-- Task description --
Take the data below and extract the lines from the one with "Target: dry vegetation" to the one with "like [255, 436].", inclusive, exactly as written.

[Excerpted data Boundary: Start]

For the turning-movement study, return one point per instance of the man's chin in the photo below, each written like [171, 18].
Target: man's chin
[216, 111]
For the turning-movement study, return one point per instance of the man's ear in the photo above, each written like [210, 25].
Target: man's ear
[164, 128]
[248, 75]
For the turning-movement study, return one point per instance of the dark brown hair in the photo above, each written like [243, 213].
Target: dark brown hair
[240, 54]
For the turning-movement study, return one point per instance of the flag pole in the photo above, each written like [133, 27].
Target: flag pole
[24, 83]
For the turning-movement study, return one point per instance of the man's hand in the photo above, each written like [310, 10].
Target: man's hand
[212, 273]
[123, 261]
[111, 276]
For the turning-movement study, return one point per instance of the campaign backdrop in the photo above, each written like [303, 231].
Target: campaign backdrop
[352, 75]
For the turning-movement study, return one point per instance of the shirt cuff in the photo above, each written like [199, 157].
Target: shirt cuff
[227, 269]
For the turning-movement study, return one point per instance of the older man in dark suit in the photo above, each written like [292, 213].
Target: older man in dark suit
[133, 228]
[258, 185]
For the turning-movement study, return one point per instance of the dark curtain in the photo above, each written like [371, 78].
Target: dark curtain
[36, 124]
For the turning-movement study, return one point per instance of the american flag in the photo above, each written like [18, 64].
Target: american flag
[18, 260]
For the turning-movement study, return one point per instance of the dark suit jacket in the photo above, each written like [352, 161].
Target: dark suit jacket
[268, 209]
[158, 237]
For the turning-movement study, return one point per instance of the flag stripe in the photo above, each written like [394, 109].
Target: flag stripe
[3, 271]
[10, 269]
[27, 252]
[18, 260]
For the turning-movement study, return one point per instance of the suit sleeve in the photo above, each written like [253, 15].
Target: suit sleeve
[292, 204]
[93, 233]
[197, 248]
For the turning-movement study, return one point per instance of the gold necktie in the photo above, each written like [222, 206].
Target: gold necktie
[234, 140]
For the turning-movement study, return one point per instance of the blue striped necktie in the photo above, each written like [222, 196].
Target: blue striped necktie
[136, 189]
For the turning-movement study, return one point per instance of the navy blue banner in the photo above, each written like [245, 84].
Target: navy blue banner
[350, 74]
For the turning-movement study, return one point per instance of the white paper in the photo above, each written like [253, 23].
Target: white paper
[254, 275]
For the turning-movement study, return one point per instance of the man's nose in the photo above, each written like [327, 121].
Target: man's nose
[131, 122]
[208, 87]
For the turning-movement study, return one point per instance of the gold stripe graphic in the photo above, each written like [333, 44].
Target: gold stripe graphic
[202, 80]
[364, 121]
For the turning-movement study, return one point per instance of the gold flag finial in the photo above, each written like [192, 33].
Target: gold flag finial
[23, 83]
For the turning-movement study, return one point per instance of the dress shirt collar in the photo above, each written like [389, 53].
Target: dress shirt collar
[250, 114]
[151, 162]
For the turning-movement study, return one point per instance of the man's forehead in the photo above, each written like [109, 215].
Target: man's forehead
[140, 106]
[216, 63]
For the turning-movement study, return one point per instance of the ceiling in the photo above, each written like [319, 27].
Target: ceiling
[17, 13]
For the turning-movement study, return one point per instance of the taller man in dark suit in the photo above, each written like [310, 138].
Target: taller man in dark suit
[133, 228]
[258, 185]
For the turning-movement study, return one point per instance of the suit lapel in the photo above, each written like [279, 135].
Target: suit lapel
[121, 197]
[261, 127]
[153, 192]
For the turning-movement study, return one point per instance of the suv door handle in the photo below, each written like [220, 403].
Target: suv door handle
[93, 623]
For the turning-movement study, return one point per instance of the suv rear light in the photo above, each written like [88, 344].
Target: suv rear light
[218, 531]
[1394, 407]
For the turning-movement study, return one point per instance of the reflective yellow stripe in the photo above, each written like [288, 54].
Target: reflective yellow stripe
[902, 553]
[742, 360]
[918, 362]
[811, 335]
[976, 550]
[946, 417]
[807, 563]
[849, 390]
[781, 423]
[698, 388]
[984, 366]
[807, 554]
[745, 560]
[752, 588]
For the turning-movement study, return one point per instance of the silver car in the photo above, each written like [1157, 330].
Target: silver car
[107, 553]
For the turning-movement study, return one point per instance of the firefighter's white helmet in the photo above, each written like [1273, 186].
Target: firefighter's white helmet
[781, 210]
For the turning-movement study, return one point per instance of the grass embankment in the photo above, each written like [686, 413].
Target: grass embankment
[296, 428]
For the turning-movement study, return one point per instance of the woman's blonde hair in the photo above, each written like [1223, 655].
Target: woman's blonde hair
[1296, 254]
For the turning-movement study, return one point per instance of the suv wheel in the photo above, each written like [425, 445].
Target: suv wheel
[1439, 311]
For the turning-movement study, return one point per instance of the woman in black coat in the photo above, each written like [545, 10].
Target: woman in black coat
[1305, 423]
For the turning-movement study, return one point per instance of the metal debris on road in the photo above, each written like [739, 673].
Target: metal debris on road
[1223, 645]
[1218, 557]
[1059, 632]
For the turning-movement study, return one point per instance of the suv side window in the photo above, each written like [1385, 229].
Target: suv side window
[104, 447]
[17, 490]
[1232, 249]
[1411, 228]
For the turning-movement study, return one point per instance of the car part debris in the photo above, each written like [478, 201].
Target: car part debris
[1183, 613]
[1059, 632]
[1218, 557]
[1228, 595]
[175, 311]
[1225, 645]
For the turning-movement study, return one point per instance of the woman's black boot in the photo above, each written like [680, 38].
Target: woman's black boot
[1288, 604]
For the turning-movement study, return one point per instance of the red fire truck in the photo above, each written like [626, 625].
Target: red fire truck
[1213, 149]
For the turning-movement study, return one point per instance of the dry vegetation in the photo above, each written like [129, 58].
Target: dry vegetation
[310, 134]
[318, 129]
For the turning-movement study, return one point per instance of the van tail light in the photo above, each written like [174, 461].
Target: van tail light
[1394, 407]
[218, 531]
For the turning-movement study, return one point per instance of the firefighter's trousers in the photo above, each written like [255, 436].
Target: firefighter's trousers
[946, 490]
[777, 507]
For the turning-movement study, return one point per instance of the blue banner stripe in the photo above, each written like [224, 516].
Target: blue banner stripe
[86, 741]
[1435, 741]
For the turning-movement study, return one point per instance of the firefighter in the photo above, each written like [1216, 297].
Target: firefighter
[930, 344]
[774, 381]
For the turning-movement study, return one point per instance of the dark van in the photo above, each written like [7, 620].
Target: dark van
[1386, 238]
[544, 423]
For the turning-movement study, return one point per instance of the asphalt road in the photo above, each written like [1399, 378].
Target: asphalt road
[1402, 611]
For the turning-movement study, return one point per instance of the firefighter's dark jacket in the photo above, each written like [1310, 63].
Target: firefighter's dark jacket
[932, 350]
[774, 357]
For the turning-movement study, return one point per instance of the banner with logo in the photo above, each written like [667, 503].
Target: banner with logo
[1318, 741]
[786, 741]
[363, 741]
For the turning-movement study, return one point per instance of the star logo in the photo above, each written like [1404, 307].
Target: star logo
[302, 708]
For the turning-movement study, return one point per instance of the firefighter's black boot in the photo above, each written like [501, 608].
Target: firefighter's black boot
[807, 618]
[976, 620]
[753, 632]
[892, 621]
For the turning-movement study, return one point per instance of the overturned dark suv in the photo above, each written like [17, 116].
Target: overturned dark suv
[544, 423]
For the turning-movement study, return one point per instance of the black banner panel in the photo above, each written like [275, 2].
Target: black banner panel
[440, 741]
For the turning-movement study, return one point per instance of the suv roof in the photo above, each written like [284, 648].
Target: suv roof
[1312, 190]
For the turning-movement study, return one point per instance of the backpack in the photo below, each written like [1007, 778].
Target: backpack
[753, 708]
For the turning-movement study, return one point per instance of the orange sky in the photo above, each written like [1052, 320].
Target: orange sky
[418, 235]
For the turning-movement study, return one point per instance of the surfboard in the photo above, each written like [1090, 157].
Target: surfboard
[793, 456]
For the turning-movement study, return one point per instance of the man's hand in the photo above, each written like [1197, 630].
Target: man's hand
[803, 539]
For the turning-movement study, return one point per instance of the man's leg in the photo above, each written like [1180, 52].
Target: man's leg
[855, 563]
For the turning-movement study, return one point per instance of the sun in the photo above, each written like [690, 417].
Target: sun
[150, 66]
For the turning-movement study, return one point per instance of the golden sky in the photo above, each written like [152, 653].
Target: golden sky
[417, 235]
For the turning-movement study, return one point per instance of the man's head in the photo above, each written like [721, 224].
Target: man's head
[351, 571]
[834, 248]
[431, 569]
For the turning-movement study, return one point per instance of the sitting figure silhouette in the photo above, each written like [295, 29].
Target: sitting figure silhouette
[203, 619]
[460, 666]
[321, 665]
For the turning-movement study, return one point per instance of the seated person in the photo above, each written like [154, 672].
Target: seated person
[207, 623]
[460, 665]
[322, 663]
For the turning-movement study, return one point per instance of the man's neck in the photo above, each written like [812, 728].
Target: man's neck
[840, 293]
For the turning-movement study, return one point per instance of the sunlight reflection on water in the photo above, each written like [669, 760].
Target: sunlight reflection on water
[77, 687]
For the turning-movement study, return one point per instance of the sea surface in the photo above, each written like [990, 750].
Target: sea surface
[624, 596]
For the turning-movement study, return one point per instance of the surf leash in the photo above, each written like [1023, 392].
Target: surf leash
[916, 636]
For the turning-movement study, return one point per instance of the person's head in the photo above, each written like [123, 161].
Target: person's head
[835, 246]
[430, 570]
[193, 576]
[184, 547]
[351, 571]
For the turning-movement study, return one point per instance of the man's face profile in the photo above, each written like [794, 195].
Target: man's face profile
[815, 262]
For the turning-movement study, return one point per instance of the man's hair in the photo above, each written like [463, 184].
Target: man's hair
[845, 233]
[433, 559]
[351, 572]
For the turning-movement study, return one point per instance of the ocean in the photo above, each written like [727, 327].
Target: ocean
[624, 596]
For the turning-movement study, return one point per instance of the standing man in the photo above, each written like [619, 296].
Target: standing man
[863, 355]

[Excerpted data Boundary: End]

-- Result below --
Target: dry vegetation
[310, 134]
[318, 129]
For the turning-movement study, return one point per instance of the van tail light in the photo above, each written like [174, 461].
Target: van tail light
[1394, 407]
[218, 531]
For the turning-movement study, return one point per instance of the firefighter's trousers in the photo above, each written like [255, 436].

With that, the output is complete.